Document extract —
=== Begin Enclosure ===
February 24, 2007

The Researchers call for breast density a cancer risk ignored

Currently, most women learn that they have a lot of dense breast tissue only because it can be difficult for radiologists to see trouble spots on their mammograms, sometimes requiring a second round of the breast-squashing X-rays. Dense tissues appear light on X- ray film, the same color as a tumor, creating a problem radiologists liken to "looking for a black cat on a dark night." By contrast, fat appears dark on the X- ray film, making tumors or precancerous lesions easier to see.

It's difficult for a woman to determine on her own whether she has a lot of dense tissue in her breasts. Women under 50 generally have a higher percentage of dense tissue than women over 60, and leaner women tend to have denser breasts than overweight women, but there is significant variation among individuals. The only reliable way to find out is to undergo a mammogram, and even that isn't foolproof: Radiologists estimate the percentage of dense tissue from looking at a two-dimensional picture, but the estimate is both imprecise and not commonly shared with patients.
=== End Enclosure ===
(Natural language region descriptions)
=== Begin Enclosure ===
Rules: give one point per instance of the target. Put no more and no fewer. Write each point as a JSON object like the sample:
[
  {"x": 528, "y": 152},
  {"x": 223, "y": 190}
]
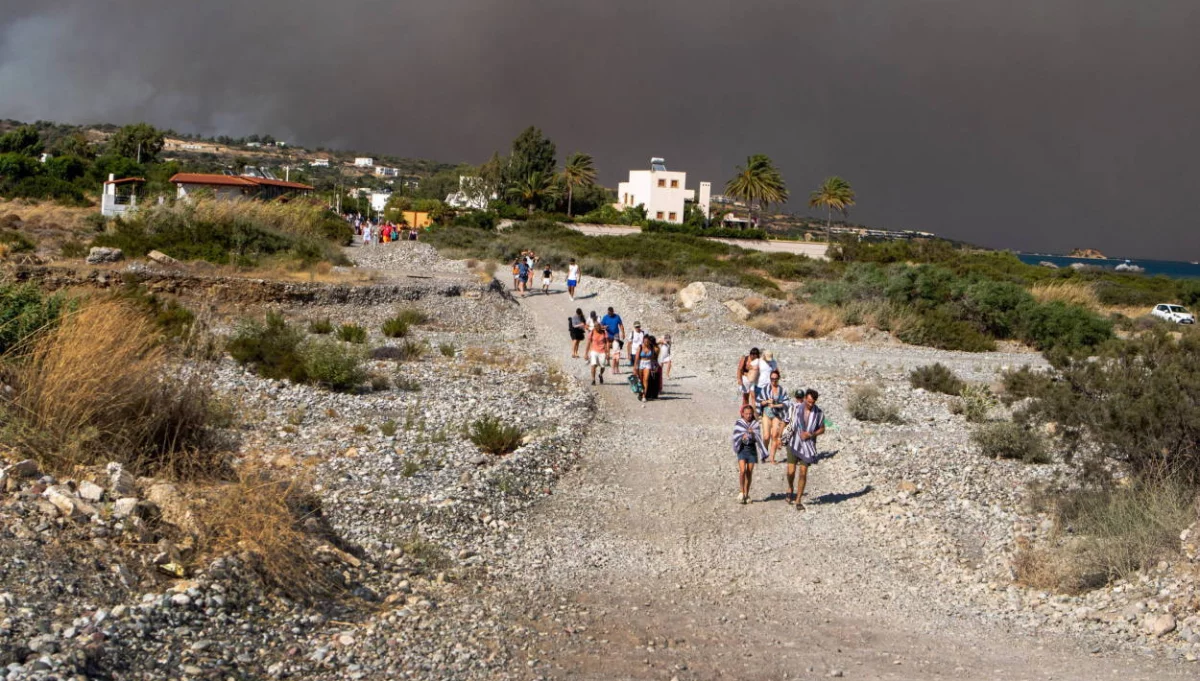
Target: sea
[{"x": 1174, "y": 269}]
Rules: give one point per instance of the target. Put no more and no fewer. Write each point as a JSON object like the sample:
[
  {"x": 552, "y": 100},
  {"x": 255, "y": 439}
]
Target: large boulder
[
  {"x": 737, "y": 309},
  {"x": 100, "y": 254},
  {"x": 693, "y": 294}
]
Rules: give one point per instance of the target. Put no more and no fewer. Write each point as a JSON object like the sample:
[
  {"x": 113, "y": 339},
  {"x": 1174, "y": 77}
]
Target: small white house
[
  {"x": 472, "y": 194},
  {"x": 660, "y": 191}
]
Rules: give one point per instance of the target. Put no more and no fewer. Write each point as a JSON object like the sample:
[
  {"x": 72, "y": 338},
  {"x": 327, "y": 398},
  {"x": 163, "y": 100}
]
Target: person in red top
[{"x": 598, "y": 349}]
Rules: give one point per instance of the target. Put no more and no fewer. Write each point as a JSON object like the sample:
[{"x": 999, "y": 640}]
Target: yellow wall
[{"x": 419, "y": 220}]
=== End Enclosure ===
From the breast density article, list each thing it describes by how it looks on X-ray film, along with the shade it gives for each.

Reply to the exercise —
- Dense tissues: appear light
- A tumor: the same color as dense tissue, light
- Fat: appears dark